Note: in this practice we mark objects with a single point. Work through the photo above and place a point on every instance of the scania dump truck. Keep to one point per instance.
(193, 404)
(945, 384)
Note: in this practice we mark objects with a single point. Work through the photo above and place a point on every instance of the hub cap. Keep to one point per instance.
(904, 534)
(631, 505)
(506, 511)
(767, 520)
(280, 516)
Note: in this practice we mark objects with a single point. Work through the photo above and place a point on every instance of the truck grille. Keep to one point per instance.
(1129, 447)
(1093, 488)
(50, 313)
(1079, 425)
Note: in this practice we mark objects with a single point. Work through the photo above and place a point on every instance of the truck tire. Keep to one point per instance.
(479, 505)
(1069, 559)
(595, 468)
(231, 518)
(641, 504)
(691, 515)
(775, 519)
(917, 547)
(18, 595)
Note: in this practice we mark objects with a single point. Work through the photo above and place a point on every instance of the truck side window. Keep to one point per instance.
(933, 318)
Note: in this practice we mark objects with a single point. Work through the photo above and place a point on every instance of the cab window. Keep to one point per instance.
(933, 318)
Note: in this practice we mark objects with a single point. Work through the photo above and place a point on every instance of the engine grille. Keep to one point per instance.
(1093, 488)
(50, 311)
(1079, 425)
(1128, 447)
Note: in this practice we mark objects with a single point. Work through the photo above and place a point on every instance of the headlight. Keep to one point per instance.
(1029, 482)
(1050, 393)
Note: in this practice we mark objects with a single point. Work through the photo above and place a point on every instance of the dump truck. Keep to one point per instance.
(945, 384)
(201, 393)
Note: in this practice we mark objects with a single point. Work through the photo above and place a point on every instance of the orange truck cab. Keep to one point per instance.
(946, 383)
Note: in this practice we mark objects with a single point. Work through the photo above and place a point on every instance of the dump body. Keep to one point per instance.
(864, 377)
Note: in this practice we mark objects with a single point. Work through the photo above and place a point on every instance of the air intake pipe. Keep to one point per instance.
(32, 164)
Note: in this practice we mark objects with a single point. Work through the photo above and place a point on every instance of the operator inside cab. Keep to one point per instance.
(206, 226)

* _Work instructions_
Reproduce every line above, keeping each word exactly as it appears.

* _Problem solution_
Note: in this practice we mark objects with a single point. Work through the photo above and place a point on every instance of the scania dump truck. Keep to one point per instance.
(193, 404)
(945, 384)
Note: in this practice we mark objects with a single point. Work through the photo above and place a point on every instance of the hub cap. Keep to one point per instance.
(904, 534)
(631, 505)
(506, 511)
(767, 520)
(280, 516)
Note: in this practice we mark objects with a single point. Work through the photo above and place a point on every instance of the truck grille. Keep to one point per instance.
(1129, 447)
(1093, 488)
(50, 313)
(1079, 425)
Note: in this practice we mark objects with a single point. Work through the photo above and place a point on every instance of the truck tire. Keep to one point per instance.
(479, 505)
(1069, 559)
(595, 468)
(231, 518)
(641, 504)
(691, 515)
(775, 519)
(917, 547)
(18, 595)
Note: in this practice we mark objects with a single point. Work through the photo above and place a point on every instance of the truck side window. Keep to one point per instance.
(933, 318)
Note: in this practice we mark objects with a single point. Work through the photo above and place a point on every instance of the cab window. Keep to one point per instance.
(933, 318)
Note: in this practice we mark objects with a single point. Work through the photo above and place a point on every instance of the engine grille. Keep to one point per instance.
(1093, 488)
(50, 311)
(1079, 425)
(1128, 447)
Note: in this practice we mark objects with a single point. Work through the photo above and place a point on every instance of the headlight. Keep to one point per instance.
(1029, 482)
(1050, 393)
Note: in this practice we mark objects with a single point. Work through the photo above and place a point on every instance of the dump truck. Keep to one point per instance.
(945, 384)
(201, 393)
Note: in this practice we mark objects with a single point. Work through the photo above and place a point on every instance of the orange truck cab. Keep to one point per instance.
(946, 383)
Note: in this practice we mark objects with a single point. Work through the photo above and place a point on every instance of the dump body. Keep to one point per instance.
(864, 377)
Note: in this practice we mark objects with a single point. Work through the photo above and place a point on every instance of the air intake pipe. Keep to one point per instance.
(32, 164)
Note: in this practice we mark objects with a single point. Work through the photo above and place a point on every instance of the operator inside cab. Keep to one point per instance.
(206, 226)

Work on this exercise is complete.